## Ziel 1
Ordnen Sie den Abschnitt der Datensätze von der Zeile mit „the wombat rump“ bis zum Ende der Datensätze als JSON-Liste von Zeichenketten an, eine Zeichenkette je Zeile und ohne Leerzeilen.

Project

General

Profile

Actions

bug #9143

closed

Distribution data sources are missing if multiple distributions exist

Added by Andreas Kohlbecker about 4 years ago. Updated over 3 years ago.

Status:
Closed
Priority:
Highest
Category:
cdm-dataportal
Target version:
Start date:
Due date:
% Done:

100%

Estimated time:
Severity:
normal
Found in Version:
Tags:

Description

Distribution data sources are missing if multiple distributions exist for the same area and the same status. This is the case in the below example where aggregated distributions without sources are merged with explicit distributions with sources.

ERS:

etwas anderes ist jetzt komisch: einige Quellen für Verbreitungsdaten werden nicht (mehr) angezeigt, obwohl eindeutig vorhanden.

Vergleiche: (Aster alpinus) Czech Republic, France, Greece.... keine Quellen!

## Gespeicherte Datensätze
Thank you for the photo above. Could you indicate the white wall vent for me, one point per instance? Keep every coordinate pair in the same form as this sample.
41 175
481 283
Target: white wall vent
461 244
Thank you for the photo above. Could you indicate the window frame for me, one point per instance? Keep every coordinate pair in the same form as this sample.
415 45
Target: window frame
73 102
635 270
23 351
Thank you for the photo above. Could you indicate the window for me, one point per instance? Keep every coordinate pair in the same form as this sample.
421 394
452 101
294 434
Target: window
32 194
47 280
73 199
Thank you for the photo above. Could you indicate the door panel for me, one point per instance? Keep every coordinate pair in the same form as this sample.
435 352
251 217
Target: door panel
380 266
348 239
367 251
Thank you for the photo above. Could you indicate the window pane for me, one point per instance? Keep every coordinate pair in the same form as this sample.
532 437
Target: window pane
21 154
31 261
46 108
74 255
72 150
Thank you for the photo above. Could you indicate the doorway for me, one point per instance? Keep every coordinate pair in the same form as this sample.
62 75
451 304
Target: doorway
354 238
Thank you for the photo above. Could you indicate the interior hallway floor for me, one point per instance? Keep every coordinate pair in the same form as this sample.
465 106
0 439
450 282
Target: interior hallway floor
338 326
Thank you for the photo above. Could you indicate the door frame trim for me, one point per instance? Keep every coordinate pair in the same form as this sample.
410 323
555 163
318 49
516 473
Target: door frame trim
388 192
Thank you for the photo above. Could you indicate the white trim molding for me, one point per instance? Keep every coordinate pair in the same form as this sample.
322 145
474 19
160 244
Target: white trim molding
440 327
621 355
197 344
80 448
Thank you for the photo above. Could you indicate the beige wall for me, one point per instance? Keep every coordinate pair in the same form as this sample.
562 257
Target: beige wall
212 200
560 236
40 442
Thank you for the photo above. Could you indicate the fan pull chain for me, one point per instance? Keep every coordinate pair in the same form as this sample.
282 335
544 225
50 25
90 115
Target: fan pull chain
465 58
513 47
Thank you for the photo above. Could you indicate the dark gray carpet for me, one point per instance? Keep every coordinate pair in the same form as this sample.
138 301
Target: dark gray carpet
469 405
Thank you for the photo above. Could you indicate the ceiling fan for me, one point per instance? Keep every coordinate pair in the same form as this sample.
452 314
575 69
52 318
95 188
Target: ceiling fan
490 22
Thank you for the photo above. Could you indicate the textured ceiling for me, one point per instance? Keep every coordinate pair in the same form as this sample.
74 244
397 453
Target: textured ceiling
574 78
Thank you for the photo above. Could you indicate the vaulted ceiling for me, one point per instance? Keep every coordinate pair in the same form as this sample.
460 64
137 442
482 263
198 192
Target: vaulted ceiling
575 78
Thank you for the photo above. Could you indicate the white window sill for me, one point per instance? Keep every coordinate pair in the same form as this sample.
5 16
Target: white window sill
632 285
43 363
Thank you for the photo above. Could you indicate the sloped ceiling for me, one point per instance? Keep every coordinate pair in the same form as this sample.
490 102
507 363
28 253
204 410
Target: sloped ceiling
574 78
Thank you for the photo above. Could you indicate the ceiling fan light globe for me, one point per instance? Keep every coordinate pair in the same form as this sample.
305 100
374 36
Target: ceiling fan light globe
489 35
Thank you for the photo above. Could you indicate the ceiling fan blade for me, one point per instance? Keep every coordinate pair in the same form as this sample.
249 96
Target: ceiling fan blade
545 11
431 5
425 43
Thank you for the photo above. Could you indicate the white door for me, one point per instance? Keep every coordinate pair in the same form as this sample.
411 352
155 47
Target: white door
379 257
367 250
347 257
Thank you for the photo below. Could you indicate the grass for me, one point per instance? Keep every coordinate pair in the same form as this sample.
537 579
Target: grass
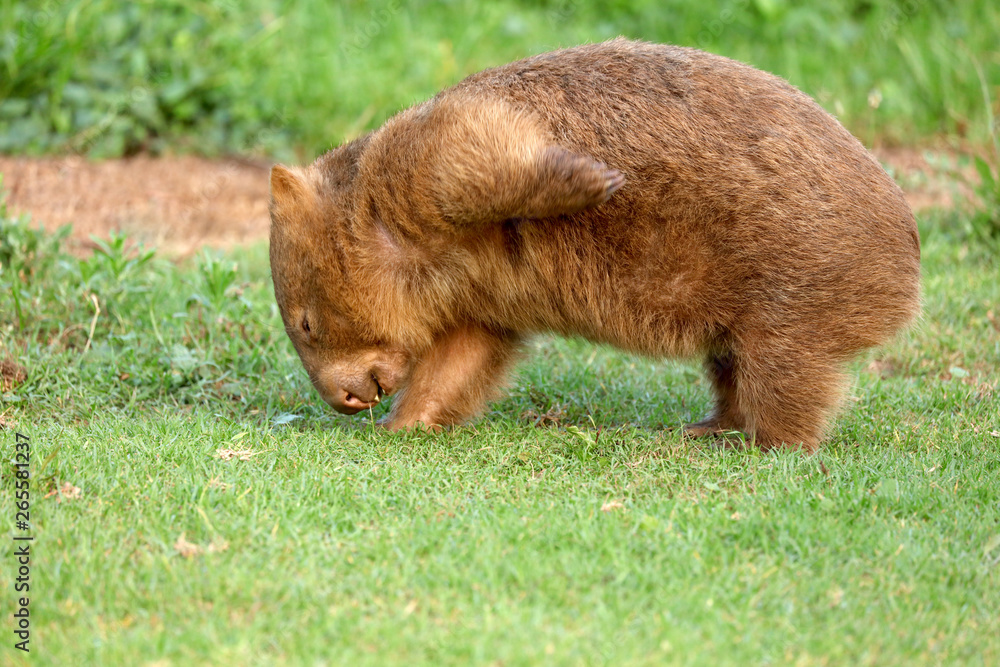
193 500
290 79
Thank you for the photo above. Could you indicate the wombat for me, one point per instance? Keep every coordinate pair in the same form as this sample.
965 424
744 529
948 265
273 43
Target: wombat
659 199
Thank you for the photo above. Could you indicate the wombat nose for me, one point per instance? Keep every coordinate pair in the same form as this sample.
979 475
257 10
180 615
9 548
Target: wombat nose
349 403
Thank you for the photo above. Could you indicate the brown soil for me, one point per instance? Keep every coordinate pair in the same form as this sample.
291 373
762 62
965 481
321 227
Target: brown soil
179 204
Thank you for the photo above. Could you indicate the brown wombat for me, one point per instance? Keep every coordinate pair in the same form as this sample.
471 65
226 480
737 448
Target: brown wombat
660 199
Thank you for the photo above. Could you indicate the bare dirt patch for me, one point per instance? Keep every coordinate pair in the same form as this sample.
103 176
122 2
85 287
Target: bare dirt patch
179 204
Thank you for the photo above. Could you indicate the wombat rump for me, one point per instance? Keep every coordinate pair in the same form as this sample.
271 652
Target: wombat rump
659 199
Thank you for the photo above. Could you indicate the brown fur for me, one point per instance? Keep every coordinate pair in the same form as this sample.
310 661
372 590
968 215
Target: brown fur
657 198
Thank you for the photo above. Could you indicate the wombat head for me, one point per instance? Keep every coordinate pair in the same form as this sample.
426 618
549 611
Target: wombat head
366 251
318 298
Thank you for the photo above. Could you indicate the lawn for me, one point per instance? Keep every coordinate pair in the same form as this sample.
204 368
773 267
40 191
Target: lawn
193 501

## Ziel 2
Unter welcher Bedingung fehlen laut dem Fehlerbericht die Quellen der Verbreitungsdaten?

## Vollständige Ausgabe 1
[
  "Thank you for the photo above. Could you indicate the wombat rump for me, one point per instance? Keep every coordinate pair in the same form as this sample.",
  "271 652",
  "Target: wombat rump",
  "659 199",
  "Thank you for the photo above. Could you indicate the brown fur for me, one point per instance? Keep every coordinate pair in the same form as this sample.",
  "310 661",
  "372 590",
  "968 215",
  "Target: brown fur",
  "657 198",
  "Thank you for the photo above. Could you indicate the wombat head for me, one point per instance? Keep every coordinate pair in the same form as this sample.",
  "426 618",
  "549 611",
  "Target: wombat head",
  "366 251",
  "318 298",
  "Thank you for the photo above. Could you indicate the lawn for me, one point per instance? Keep every coordinate pair in the same form as this sample.",
  "204 368",
  "773 267",
  "40 191",
  "Target: lawn",
  "193 501"
]

## Vollständige Ausgabe 2
Wenn für dasselbe Gebiet und denselben Status mehrere Verbreitungen existieren.